--- Aim of the exercise ---
Reproduce, word for word, the passage of the study recruitment post from "Does anyone have" to "during fetal development.".

[Page text Boundary: Start]

I'm a medical scientist and my days are spent doing learning and memory tests on kids that have been exposed to many substances (methamphetamine, alcohol, nicotine, opiates) during pregnancy. The work is sometimes sad but always meaningful. Some of the parents are willing to drive 3 hours each way to come to the lab for three hours in the hopes that we'll be able to help their kid which, frankly, we often can't. The long-term plan is to first describe what's going on with these children so that we can then design and test different interventions (educational or pharmacological) that would help them.
I'm trying to follow up some behavioral findings with an online study (ad posted below) which involves having folks spend 20-30 minutes filling out an online survey about their kids. The problem is, I'm not very successful at connecting with these parents.
Does anyone have any ideas (especially for online recruitment)? I've been getting rather creative bending the Craigslist multi-posting rules (ad below) but that hasn't been very productive (1-2 responses/post). My sample size is currently 34 but I'd like to get 100. Should the wording of the ad be changed? If so, how? Is the time commitment too long? If I could trim it down to say 50 items and it took only 10 minutes, would that help?
I'm open to any feedback!
----------------------------------------------------
Do you have a child that is between the ages of five and eighteen? Are you interested in being part of the scientific process?
If yes, we need your help to further our understanding of the effects of prescription and recreational drug exposure during fetal development.
The anonymous survey takes approximately twenty min to finish and involves answering questions about the history and current behavior of your son or daughter.
The parents of children that were and also were not exposed to cigarettes, marijuana, opiates, alcohol, methamphetamine, antidepressants, benzodiazepines, or antipsychotics during early development are needed. Please click (or paste) the following link to begin the survey
https://octri.ohsu.edu/surveys/index.php?hash=c74d97b01eae257e44aa9d5bade97baf
Thank you in advance for your time!!

[Page text Boundary: End]
[Given data Boundary: Start]

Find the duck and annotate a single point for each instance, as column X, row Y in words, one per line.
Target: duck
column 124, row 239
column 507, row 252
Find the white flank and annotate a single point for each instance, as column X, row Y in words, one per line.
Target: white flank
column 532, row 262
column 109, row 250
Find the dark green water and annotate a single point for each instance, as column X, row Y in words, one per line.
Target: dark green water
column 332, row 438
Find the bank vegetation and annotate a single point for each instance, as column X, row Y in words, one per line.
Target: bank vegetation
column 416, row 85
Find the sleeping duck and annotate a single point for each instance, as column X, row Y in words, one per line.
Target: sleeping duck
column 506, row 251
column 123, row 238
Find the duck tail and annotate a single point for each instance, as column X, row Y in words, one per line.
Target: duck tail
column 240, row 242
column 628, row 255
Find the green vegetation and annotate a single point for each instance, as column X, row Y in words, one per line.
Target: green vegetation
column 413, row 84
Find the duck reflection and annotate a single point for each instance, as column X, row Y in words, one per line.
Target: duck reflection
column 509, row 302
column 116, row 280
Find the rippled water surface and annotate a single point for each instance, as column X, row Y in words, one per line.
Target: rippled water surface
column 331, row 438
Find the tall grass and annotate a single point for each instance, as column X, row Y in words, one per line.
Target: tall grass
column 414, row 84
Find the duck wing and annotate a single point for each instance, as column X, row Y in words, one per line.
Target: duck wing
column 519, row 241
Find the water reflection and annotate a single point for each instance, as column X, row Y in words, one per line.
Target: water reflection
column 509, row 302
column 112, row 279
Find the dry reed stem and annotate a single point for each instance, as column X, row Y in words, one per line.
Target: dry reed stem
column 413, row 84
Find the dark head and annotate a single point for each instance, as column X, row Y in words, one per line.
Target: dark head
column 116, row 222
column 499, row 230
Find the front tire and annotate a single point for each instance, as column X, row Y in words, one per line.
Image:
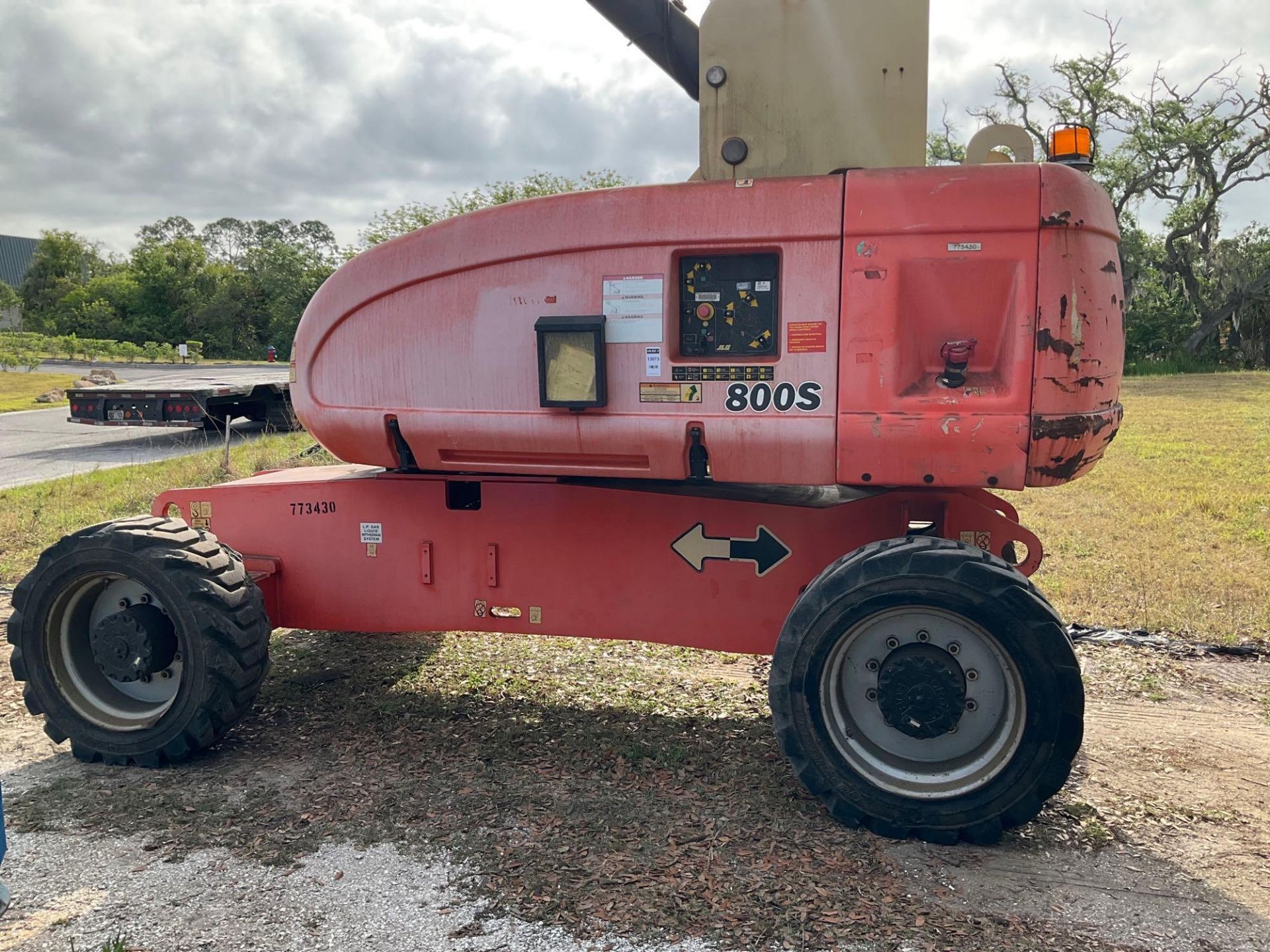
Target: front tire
column 140, row 640
column 922, row 687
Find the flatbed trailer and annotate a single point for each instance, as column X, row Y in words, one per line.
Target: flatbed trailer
column 202, row 400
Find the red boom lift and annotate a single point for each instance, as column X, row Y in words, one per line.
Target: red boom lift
column 760, row 412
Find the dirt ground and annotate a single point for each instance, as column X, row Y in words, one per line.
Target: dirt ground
column 516, row 793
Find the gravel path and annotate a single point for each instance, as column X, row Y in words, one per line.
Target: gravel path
column 374, row 900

[Given data Boundary: End]

--- Response ---
Does anyone have any ideas (especially for online recruitment)? I've been getting rather creative bending the Craigslist multi-posting rules (ad below) but that hasn't been very productive (1-2 responses/post). My sample size is currently 34 but I'd like to get 100. Should the wording of the ad be changed? If so, how? Is the time commitment too long? If I could trim it down to say 50 items and it took only 10 minutes, would that help?
I'm open to any feedback!
----------------------------------------------------
Do you have a child that is between the ages of five and eighteen? Are you interested in being part of the scientific process?
If yes, we need your help to further our understanding of the effects of prescription and recreational drug exposure during fetal development.